__What the task asks__. Rewrite the records from the line containing "Question. Put a dot on every instance of the recessed" through the end, substituting "hanging light" for "pendant light" and leaving everything else unchanged.
------ Dataset rows ------
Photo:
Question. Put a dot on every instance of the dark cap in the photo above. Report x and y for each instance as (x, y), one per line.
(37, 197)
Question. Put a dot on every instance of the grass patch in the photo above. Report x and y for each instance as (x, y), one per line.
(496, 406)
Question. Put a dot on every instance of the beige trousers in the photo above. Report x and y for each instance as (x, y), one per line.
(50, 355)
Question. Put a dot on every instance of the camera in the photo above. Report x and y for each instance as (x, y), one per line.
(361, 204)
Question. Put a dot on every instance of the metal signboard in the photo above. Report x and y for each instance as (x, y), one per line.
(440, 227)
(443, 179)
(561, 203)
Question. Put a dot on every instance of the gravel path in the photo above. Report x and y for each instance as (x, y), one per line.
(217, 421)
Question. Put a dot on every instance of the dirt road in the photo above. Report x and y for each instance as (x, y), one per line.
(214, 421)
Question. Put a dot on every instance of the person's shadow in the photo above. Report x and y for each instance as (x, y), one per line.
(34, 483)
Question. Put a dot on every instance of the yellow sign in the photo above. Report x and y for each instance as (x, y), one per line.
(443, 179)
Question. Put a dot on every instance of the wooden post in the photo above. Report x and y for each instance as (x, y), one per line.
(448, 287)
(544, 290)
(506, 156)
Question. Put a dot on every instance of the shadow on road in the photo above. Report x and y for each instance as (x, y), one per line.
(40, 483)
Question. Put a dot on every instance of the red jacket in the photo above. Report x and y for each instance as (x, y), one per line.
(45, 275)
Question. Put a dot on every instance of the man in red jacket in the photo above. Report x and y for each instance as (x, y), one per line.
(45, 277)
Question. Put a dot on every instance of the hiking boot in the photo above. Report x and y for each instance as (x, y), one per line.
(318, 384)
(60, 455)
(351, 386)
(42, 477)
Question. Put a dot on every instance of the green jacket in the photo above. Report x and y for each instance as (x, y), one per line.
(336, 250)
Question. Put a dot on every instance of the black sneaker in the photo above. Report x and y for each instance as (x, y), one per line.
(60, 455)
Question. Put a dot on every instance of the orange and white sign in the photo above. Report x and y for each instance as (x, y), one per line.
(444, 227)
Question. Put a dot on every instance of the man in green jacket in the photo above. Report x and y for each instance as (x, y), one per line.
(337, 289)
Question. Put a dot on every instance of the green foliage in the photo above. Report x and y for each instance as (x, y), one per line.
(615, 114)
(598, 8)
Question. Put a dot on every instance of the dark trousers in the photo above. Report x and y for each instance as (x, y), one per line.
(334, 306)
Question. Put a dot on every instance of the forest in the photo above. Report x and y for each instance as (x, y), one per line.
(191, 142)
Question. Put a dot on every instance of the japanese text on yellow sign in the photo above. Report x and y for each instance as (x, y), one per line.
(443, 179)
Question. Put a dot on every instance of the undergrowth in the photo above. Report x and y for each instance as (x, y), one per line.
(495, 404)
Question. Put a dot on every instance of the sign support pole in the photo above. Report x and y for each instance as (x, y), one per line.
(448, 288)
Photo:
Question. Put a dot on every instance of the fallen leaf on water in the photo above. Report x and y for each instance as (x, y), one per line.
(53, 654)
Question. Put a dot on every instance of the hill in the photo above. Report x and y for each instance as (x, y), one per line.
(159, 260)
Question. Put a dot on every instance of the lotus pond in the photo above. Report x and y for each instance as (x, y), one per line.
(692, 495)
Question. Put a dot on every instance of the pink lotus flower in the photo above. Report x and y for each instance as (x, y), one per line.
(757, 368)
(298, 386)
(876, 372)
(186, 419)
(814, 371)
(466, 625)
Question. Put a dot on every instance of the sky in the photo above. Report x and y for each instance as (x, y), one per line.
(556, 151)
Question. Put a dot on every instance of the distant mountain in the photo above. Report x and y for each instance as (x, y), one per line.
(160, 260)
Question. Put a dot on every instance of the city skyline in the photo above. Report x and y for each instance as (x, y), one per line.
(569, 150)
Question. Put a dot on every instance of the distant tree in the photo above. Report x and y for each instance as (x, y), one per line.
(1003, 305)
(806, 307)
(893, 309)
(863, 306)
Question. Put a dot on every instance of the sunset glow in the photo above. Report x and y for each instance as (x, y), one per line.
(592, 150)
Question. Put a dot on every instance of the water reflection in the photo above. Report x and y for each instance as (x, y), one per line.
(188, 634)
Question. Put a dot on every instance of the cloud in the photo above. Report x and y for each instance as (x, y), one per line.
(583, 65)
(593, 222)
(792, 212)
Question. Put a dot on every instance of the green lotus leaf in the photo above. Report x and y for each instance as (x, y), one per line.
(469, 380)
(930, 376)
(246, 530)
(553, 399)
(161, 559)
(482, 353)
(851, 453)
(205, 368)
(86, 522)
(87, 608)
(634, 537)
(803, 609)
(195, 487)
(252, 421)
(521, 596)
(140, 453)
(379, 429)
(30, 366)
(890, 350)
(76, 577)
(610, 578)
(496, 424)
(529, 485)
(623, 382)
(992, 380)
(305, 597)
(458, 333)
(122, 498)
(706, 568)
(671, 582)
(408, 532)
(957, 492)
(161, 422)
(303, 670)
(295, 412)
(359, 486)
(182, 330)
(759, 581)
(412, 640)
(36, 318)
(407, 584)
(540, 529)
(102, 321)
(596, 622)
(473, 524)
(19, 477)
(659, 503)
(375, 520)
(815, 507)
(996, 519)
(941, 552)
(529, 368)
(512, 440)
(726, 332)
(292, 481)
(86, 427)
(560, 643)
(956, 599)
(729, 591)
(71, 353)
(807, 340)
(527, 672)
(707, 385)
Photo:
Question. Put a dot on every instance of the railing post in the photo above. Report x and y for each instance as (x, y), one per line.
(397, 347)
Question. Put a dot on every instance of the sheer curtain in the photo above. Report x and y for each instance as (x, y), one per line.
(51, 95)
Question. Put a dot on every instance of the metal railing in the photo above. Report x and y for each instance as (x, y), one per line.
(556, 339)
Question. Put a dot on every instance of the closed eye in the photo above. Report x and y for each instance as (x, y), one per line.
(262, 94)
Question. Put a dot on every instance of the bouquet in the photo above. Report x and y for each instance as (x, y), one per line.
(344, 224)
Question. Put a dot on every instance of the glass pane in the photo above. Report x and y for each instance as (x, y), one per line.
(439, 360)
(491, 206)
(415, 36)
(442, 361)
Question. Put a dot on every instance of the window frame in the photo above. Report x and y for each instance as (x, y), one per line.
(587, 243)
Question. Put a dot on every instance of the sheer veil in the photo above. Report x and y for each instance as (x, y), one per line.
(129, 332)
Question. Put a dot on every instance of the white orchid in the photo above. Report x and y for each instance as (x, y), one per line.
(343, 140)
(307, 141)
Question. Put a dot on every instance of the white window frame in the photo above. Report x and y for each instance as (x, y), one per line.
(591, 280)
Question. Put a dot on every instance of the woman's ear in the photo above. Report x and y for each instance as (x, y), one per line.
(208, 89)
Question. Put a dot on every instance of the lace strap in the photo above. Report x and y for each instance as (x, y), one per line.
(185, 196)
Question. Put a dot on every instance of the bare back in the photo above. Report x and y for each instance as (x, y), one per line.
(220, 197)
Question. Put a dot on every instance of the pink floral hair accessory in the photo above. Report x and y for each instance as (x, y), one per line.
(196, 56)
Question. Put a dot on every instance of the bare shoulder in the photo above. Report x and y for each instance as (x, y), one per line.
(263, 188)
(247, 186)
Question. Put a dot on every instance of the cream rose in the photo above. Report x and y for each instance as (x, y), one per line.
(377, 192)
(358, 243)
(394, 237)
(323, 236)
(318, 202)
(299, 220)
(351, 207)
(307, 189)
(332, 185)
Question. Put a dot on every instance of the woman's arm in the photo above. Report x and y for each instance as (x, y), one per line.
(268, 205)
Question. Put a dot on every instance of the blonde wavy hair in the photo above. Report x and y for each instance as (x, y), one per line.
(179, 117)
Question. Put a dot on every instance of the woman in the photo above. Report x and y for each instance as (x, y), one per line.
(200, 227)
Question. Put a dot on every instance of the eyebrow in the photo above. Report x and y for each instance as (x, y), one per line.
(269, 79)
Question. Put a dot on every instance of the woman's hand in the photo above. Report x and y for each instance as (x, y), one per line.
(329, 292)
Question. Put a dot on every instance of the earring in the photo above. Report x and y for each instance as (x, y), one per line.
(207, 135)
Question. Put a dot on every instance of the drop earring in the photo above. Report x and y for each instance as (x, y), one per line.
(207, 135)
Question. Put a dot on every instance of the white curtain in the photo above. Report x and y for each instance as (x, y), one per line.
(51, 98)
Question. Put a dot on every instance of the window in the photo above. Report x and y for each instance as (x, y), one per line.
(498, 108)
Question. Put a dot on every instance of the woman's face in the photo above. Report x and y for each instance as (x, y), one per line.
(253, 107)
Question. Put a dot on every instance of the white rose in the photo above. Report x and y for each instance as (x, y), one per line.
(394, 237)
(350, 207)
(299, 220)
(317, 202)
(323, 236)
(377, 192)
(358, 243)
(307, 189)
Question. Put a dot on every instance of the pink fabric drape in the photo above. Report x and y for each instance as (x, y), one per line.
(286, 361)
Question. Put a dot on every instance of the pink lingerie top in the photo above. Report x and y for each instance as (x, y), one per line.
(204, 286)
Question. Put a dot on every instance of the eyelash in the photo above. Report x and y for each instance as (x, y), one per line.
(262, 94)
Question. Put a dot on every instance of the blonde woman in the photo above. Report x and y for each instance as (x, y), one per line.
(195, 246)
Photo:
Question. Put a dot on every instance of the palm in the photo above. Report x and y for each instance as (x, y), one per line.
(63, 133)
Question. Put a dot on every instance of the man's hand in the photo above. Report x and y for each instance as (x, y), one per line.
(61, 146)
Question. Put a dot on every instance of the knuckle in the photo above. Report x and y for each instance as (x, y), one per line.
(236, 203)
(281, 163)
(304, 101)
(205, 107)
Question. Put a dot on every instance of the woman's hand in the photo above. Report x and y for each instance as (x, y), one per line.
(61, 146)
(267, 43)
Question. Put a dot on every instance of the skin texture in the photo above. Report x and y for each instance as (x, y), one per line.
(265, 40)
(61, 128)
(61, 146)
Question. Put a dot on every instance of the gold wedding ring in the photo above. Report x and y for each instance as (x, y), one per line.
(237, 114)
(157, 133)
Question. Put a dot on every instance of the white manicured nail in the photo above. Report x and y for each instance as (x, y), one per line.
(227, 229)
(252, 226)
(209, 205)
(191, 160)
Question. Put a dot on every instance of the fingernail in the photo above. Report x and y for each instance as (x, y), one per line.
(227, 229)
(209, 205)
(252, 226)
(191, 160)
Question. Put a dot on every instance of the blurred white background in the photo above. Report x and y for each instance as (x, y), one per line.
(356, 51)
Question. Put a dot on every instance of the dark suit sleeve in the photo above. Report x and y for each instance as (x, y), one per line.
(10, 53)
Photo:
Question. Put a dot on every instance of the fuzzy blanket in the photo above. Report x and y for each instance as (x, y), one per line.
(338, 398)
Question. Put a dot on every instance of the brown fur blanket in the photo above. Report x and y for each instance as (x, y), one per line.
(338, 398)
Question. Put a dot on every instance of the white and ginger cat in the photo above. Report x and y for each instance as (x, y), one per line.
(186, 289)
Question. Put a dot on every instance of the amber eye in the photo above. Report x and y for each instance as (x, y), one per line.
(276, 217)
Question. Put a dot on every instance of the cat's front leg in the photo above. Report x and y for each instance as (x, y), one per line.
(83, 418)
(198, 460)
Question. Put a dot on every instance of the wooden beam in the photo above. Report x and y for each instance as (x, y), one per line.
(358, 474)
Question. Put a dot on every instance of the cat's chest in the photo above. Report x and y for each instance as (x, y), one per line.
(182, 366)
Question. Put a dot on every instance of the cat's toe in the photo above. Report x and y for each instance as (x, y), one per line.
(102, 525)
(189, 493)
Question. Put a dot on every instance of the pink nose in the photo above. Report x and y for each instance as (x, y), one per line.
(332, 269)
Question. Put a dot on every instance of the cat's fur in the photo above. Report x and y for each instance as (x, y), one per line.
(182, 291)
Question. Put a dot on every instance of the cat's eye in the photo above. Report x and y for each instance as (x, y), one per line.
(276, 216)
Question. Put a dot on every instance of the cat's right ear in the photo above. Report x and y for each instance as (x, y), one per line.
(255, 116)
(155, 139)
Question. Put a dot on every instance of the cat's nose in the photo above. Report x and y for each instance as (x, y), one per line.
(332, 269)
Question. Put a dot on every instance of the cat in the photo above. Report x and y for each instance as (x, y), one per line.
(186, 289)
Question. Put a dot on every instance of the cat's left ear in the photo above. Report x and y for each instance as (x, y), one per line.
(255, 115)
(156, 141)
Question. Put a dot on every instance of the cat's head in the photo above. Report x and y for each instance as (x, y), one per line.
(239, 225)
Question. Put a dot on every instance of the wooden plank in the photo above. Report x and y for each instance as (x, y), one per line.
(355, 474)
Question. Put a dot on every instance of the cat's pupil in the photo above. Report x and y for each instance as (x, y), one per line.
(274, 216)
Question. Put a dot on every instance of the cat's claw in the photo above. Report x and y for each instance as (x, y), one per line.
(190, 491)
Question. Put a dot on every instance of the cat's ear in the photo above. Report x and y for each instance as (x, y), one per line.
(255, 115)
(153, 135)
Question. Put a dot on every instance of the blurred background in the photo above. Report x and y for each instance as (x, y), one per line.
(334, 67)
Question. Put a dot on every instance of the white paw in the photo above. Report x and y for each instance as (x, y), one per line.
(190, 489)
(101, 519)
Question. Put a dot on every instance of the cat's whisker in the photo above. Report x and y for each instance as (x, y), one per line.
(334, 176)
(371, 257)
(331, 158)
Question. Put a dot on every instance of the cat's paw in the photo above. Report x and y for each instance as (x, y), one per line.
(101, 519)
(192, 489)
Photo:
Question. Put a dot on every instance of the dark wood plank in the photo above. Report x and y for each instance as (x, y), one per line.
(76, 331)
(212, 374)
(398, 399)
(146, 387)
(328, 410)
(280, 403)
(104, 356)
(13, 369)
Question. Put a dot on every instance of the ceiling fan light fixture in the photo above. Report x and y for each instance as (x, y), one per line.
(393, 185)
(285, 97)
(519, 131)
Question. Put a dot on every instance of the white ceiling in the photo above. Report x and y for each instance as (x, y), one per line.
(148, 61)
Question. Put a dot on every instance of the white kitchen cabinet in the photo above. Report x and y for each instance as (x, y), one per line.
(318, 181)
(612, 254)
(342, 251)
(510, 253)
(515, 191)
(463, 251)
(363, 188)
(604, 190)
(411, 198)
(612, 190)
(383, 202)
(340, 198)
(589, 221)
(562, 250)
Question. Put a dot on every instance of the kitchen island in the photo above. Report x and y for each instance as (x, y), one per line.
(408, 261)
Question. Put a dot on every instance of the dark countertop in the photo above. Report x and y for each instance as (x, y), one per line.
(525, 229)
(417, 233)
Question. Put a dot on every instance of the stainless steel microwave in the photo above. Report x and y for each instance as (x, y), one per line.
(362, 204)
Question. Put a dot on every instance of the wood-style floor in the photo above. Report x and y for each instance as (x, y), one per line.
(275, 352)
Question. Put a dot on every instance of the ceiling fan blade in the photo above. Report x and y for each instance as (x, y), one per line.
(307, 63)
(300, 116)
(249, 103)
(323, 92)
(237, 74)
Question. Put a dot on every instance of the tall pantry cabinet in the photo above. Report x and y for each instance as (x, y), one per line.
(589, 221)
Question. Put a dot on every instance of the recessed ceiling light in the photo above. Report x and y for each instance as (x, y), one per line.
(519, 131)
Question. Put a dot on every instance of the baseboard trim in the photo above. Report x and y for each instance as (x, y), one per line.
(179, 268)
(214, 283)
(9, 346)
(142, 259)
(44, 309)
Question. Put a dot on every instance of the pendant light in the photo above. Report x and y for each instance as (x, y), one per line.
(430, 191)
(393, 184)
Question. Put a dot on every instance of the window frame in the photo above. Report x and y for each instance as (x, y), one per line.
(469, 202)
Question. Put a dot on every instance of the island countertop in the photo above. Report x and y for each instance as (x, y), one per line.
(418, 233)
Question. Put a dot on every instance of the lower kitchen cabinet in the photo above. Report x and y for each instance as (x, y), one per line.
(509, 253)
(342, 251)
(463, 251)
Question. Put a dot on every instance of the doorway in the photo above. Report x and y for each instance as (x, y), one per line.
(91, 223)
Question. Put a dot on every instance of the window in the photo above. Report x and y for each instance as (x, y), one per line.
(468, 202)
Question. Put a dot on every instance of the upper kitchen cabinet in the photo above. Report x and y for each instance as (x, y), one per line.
------
__Solution below__.
Question. Put a dot on every instance of the recessed ceiling light in the photo above. Report x and y for each instance as (x, y), one per line.
(519, 131)
Question. Put a dot on every instance of the baseboard trim in the photo above. Report x and y for each instance as (x, y), one per line.
(179, 268)
(214, 283)
(9, 346)
(142, 259)
(44, 309)
Question. Put a dot on every instance of the hanging light in the photo above. Report x and y for each instance as (x, y), one per line.
(430, 191)
(393, 184)
Question. Put a dot on every instance of the window frame in the photo above. Report x and y for each instance as (x, y), one per line.
(469, 202)
Question. Put a dot on every instance of the island countertop in the photo above. Report x and y for each instance as (x, y), one per line.
(418, 233)
Question. Put a dot on every instance of the lower kitchen cabinet in the photo above. Report x and y for each instance as (x, y), one per line.
(509, 253)
(342, 251)
(463, 251)
Question. Put a dot on every instance of the doorway in the photo above. Report x and y for each instance as (x, y), one per line.
(91, 223)
Question. Put a dot on every instance of the window in the photo above. Report x and y for each instance as (x, y), one per line.
(468, 202)
Question. Put a dot on every instance of the upper kitchen cabinet in the photo above. Report x and y for each instance as (x, y), one per line.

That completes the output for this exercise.